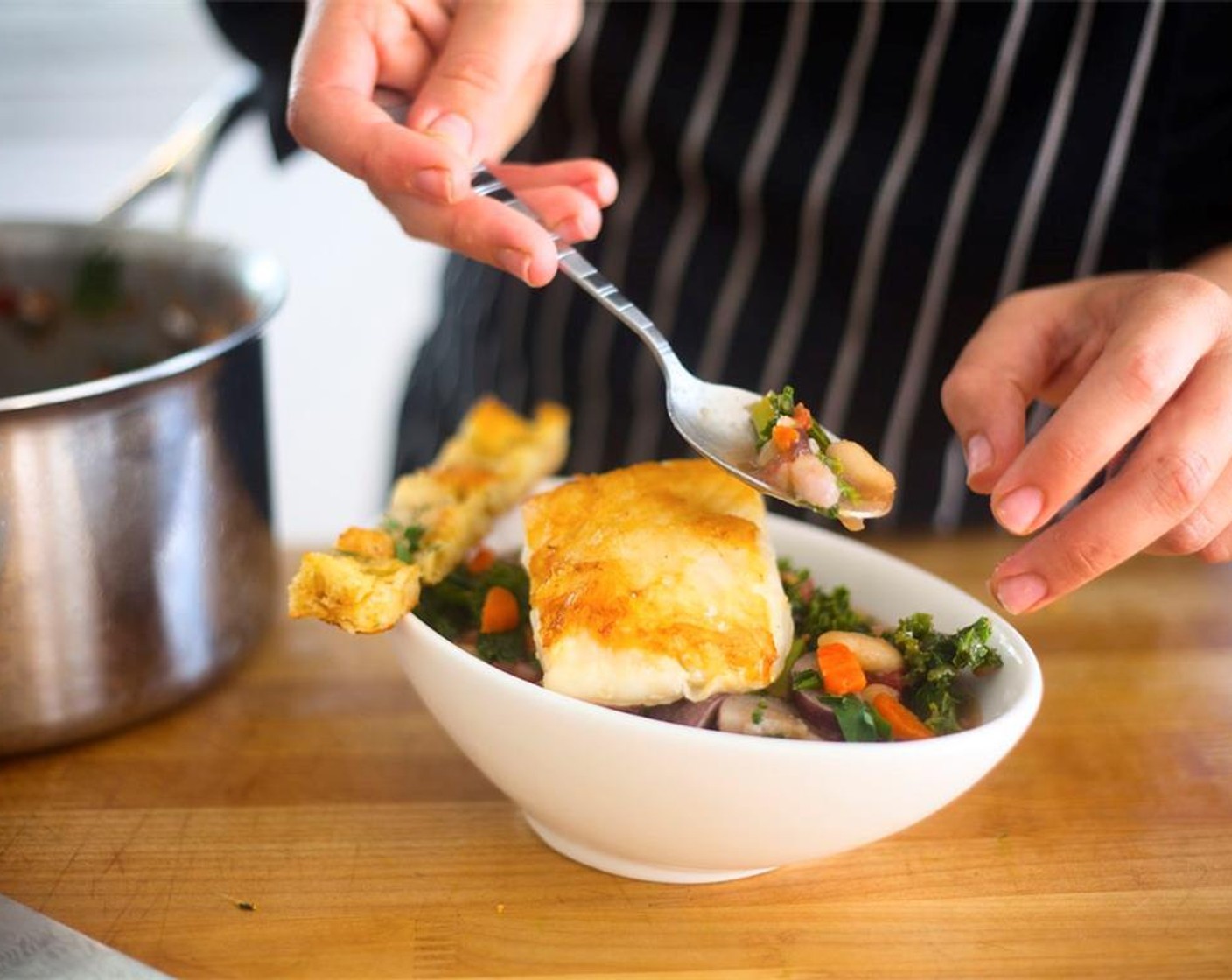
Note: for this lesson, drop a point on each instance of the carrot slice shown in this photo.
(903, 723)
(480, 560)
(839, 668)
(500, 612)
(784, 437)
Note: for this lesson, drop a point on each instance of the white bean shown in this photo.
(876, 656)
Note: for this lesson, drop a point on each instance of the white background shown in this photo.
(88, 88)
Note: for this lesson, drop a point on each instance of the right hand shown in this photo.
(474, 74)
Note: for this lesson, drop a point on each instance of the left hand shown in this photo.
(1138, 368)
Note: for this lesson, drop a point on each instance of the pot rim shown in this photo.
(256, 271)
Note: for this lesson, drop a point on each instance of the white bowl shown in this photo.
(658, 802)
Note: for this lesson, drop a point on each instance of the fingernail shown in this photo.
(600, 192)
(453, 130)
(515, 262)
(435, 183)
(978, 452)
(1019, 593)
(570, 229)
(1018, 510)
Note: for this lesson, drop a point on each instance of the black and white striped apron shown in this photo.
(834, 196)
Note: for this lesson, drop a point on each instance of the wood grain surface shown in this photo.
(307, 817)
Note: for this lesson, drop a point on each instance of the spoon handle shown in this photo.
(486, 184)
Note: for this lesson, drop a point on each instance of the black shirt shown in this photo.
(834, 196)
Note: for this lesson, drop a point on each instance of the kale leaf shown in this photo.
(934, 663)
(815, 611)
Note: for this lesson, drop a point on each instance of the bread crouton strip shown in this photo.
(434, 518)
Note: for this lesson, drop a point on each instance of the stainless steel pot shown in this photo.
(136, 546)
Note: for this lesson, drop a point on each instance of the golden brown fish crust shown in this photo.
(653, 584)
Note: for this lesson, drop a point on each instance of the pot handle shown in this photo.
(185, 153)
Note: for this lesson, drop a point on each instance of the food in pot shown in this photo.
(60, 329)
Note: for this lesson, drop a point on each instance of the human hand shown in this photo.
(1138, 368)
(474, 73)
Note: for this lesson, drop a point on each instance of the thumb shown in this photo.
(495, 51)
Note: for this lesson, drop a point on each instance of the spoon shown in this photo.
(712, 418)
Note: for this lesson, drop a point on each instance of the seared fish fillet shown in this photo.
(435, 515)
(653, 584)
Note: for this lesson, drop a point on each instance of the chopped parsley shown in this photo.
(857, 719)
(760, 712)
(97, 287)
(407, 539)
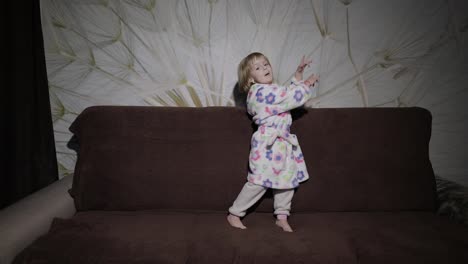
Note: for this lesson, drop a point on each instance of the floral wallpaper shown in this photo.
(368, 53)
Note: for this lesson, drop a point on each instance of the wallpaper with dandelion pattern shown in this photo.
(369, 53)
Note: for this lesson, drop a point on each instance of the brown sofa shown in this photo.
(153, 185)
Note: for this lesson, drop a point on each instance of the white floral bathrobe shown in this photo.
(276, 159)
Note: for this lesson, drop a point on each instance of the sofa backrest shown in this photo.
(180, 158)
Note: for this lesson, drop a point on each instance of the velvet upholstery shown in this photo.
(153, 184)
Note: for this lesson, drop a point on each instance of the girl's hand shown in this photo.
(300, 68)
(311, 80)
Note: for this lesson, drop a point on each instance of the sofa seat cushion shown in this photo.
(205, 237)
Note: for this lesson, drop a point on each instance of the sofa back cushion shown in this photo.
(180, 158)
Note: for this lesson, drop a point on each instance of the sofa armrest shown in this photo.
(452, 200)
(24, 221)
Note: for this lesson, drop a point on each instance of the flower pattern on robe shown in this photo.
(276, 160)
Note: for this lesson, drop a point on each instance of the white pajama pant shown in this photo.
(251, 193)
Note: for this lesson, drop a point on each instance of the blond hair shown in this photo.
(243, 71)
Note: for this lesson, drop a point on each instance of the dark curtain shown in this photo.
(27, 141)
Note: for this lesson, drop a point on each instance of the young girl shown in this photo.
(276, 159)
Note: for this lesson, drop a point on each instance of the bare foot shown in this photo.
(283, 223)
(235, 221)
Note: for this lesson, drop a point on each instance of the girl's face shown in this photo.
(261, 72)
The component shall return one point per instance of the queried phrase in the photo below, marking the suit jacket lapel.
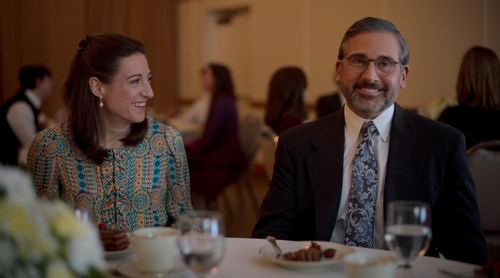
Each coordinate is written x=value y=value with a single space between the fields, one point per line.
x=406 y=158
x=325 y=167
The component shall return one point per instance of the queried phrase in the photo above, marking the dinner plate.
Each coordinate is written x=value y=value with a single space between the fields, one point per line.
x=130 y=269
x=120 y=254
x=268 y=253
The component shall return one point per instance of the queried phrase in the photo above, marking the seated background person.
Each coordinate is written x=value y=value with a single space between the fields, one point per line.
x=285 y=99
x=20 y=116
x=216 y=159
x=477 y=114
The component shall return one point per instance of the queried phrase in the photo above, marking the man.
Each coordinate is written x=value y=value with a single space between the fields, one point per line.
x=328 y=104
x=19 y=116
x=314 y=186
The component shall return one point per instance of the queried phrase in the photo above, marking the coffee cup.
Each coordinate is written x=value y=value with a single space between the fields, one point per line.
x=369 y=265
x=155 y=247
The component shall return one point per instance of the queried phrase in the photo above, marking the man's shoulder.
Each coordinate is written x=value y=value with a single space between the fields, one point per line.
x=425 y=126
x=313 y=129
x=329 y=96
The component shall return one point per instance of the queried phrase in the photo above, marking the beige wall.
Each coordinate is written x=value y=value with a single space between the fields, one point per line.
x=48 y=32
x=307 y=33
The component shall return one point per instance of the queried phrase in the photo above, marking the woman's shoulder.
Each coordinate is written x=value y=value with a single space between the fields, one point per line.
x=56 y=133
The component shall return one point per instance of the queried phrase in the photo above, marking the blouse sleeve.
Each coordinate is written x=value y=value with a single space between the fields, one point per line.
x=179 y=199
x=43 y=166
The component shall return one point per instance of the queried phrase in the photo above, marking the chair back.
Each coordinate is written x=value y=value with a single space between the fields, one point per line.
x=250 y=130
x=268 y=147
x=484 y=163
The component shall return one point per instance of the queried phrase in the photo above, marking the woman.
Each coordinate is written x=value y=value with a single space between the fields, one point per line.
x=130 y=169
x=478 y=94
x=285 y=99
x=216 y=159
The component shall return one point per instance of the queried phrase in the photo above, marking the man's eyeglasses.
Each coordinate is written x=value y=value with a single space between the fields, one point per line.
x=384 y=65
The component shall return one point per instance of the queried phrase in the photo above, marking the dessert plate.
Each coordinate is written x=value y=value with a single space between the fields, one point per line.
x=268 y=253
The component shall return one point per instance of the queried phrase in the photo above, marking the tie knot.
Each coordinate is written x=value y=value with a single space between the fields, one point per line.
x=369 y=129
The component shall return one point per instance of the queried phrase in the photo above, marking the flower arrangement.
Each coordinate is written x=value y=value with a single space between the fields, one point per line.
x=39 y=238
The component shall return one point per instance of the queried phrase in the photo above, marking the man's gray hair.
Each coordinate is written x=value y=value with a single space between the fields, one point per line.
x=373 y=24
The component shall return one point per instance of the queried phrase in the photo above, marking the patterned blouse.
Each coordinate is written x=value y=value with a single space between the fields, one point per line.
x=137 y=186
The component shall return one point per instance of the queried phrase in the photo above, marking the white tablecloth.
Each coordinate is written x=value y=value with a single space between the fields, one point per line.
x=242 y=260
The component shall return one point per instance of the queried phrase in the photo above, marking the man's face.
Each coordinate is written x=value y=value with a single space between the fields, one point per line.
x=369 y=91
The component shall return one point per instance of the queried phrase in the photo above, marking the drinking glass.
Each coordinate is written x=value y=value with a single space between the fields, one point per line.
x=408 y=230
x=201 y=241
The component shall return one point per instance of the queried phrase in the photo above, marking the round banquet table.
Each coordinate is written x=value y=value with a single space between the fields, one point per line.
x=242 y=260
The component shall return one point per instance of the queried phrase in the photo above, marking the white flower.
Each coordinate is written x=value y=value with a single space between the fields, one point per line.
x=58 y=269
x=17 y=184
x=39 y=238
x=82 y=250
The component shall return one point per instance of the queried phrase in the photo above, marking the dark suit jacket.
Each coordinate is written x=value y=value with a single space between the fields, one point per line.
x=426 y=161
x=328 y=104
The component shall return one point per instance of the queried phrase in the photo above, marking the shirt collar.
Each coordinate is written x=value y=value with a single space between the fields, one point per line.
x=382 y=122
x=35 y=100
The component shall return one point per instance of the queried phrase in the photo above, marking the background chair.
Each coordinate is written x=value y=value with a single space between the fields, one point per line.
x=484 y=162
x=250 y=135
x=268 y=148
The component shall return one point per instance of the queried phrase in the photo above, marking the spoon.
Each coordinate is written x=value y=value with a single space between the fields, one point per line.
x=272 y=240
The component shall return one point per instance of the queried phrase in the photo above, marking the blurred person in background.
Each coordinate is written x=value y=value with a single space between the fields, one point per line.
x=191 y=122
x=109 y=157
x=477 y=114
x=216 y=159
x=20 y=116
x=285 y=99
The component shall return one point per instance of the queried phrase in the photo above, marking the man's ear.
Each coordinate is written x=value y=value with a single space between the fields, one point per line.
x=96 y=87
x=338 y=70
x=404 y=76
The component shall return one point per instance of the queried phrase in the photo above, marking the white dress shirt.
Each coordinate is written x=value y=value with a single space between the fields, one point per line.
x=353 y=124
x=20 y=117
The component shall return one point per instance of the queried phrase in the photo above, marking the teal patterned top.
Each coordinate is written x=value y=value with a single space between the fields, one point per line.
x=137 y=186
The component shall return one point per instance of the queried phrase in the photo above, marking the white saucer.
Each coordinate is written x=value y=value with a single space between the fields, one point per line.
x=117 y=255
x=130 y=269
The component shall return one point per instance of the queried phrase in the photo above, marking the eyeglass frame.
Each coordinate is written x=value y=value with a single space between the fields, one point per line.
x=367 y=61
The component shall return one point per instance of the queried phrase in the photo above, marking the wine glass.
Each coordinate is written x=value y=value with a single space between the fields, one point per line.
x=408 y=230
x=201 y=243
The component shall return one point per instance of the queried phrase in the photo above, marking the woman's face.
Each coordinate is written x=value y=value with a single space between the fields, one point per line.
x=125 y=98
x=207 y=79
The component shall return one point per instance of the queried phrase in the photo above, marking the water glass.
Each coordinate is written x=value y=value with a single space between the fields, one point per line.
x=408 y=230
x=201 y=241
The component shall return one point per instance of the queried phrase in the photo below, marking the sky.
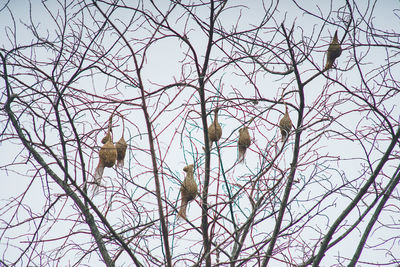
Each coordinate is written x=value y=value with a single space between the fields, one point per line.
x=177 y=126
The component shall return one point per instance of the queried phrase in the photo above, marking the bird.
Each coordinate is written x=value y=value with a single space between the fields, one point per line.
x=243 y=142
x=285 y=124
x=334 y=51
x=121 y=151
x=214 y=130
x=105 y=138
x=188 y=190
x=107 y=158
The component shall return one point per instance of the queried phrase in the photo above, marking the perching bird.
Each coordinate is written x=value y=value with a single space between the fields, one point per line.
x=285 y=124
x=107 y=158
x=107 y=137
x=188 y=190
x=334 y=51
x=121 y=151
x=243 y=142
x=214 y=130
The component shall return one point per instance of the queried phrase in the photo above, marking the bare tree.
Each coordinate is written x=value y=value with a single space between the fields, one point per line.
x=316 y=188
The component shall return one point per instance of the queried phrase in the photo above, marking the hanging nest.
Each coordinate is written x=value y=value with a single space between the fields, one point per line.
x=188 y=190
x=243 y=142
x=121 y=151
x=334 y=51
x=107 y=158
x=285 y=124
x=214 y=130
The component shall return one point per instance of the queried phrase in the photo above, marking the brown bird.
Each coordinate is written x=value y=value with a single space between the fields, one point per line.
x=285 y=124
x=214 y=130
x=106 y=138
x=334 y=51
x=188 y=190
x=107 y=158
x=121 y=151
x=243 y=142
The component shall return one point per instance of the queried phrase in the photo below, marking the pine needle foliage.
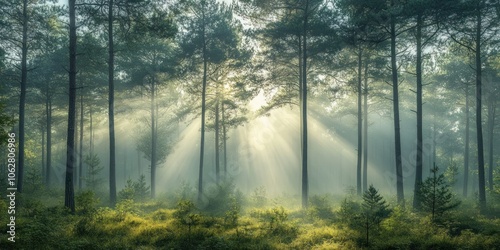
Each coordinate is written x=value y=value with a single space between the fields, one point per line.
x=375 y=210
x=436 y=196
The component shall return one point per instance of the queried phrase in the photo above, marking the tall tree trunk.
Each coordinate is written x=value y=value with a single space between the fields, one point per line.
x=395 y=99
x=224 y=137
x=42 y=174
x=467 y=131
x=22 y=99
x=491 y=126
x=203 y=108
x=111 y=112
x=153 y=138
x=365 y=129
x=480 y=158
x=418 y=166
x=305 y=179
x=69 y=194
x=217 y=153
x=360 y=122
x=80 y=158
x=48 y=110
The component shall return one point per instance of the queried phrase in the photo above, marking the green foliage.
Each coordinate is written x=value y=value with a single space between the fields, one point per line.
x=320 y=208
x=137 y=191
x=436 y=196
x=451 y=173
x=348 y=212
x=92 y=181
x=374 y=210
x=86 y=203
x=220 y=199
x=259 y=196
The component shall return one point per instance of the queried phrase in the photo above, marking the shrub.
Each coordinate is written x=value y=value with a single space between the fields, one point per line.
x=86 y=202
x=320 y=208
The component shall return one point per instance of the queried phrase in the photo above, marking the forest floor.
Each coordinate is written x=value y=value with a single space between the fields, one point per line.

= = = =

### ASSIGNMENT:
Look for the word "suit" throughout the material above and copy every line that has it.

### SOLUTION TO THIS EXERCISE:
The component shall return one point per instance of the queried phrase in the photo below, marking the suit jacket lapel.
The component shall return one point per instance of the queried phrase in the photo above, marking the dark suit jacket.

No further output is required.